Provided data:
◇ ◇ ◇ ◇ ◇

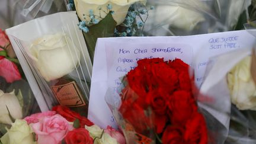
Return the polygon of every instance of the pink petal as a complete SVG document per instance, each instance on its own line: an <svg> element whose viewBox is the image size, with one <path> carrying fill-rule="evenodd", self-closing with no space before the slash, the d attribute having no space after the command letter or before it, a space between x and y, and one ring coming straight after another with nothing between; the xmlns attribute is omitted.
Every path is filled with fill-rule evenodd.
<svg viewBox="0 0 256 144"><path fill-rule="evenodd" d="M16 65L5 58L0 59L0 76L4 77L9 83L21 79Z"/></svg>

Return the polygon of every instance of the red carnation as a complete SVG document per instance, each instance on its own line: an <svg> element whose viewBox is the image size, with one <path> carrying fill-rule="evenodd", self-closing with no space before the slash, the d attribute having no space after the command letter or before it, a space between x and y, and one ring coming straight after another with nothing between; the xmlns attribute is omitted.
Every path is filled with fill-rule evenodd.
<svg viewBox="0 0 256 144"><path fill-rule="evenodd" d="M52 110L55 111L57 114L61 115L69 121L73 122L76 119L78 119L80 121L81 127L84 128L85 125L91 126L94 124L87 118L81 116L79 114L75 111L71 111L69 108L67 107L59 105L53 107Z"/></svg>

◇ ◇ ◇ ◇ ◇

Repeat all of the material word for word, omitting the pictures from your reply.

Expected answer:
Return the polygon of every instance of the pink petal as a complete SVG document per instance, each instance on its own line: an <svg> element whose viewBox is the image size, with one <path> carrying fill-rule="evenodd", self-closing with no space before the slash, the d attribute having no space after the command letter or before it, a space between x and y, and one ring coming straight after another with nothing between; the xmlns attribute is omitted.
Every path is filled with fill-rule evenodd.
<svg viewBox="0 0 256 144"><path fill-rule="evenodd" d="M16 65L5 58L0 59L0 76L4 77L9 83L21 79Z"/></svg>

Return the polygon of every instance of the red carnation as a complete SVG document per instance, each instance on its own line: an <svg> element whose viewBox is the image size, with one <path> carrying fill-rule="evenodd", self-closing with no space before the slash, the d attribute having no space after the command letter or before it, a space between x and y, and one ring coming straight after another with nothing between; the xmlns attribute is omitted.
Every path is filled with fill-rule evenodd.
<svg viewBox="0 0 256 144"><path fill-rule="evenodd" d="M52 110L55 111L57 114L61 115L69 121L73 122L76 119L78 119L80 121L81 127L84 128L85 125L91 126L94 124L87 118L81 116L79 114L75 111L71 111L69 108L67 107L59 105L53 107Z"/></svg>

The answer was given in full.